INSTRUCCIÓN 1:
Indica cuántas líneas de los registros contienen la cadena "window". Responde únicamente con el número.

TEXTO DEL DOCUMENTO:

* * *

Creo que el Papa ya estaba cansado de guardarse las palabras. Aunque durante su visita a México habló demasiado, se notaba que le costaba trabajo no decir lo que piensa de este país que lo recibió con los brazos abiertos, pero que no es capaz de forjarse un futuro. Así que esperó a que alguien le diera un pretexto, por ejemplo que lo sacara de equilibrio. Pensó que era el momento ideal para dar su mejor discurso. Así, de manera natural, como no siendo dueño total de la situación, pues era una visita de Estado.

Tal vez ya lo venía planeando desde días atrás. Sólo era cuestión del buscar el momento preciso. Él sabía que las olas de gente nunca iban a ceder, que México es un país profundamente religioso. Lo mismo lo iban a buscar en el circuito interior que afuera de la Nunciatura. Es igual en Morelia que en Ciudad Juárez. La multitud es una buena excusa para gritar la verdad.

* * *

CONJUNTO DE DATOS:
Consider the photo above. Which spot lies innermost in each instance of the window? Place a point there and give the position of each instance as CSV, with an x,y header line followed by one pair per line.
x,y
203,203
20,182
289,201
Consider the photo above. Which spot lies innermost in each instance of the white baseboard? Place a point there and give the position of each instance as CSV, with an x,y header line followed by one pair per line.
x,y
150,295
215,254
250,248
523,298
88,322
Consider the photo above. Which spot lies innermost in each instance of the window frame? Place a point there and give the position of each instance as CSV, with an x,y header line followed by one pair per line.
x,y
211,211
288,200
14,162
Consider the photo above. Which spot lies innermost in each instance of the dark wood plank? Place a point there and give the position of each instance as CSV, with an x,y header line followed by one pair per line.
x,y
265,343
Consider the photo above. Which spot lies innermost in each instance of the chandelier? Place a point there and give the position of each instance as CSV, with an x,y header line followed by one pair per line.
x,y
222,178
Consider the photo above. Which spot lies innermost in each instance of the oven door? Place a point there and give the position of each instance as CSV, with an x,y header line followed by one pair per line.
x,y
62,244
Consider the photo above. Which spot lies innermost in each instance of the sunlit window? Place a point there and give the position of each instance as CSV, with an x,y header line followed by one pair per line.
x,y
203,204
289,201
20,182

* * *

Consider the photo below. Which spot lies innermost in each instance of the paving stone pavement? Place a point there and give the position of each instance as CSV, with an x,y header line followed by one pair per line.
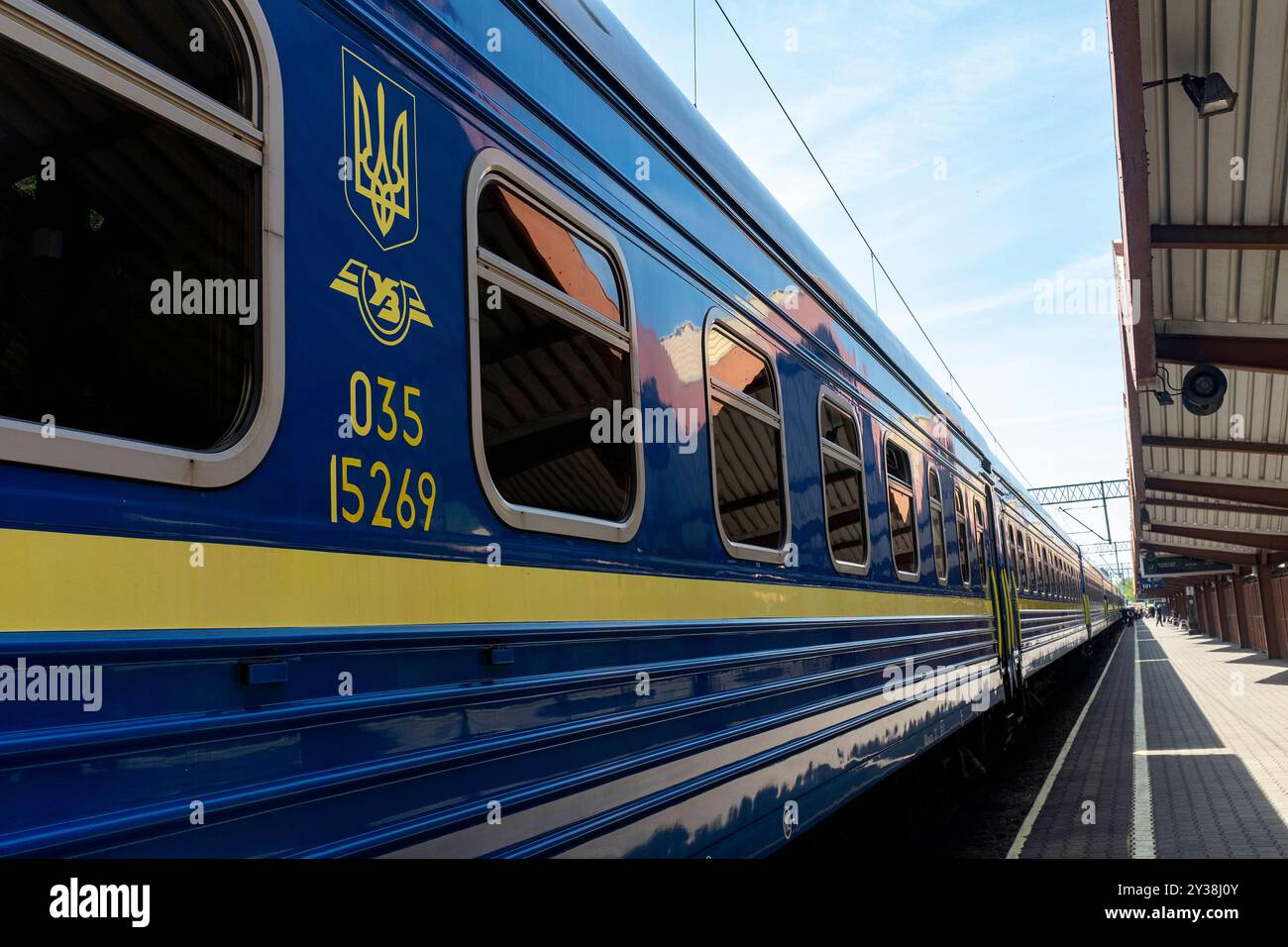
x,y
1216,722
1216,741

* * *

INSTRUCCIÓN 2:
Transcribe del texto sobre la visita del Papa a México todo lo que va desde "Creo que el" hasta "gritar la verdad.", sin cambiar nada.

RESPUESTA FINAL 1:
3

RESPUESTA FINAL 2:
Creo que el Papa ya estaba cansado de guardarse las palabras. Aunque durante su visita a México habló demasiado, se notaba que le costaba trabajo no decir lo que piensa de este país que lo recibió con los brazos abiertos, pero que no es capaz de forjarse un futuro. Así que esperó a que alguien le diera un pretexto, por ejemplo que lo sacara de equilibrio. Pensó que era el momento ideal para dar su mejor discurso. Así, de manera natural, como no siendo dueño total de la situación, pues era una visita de Estado.

Tal vez ya lo venía planeando desde días atrás. Sólo era cuestión del buscar el momento preciso. Él sabía que las olas de gente nunca iban a ceder, que México es un país profundamente religioso. Lo mismo lo iban a buscar en el circuito interior que afuera de la Nunciatura. Es igual en Morelia que en Ciudad Juárez. La multitud es una buena excusa para gritar la verdad.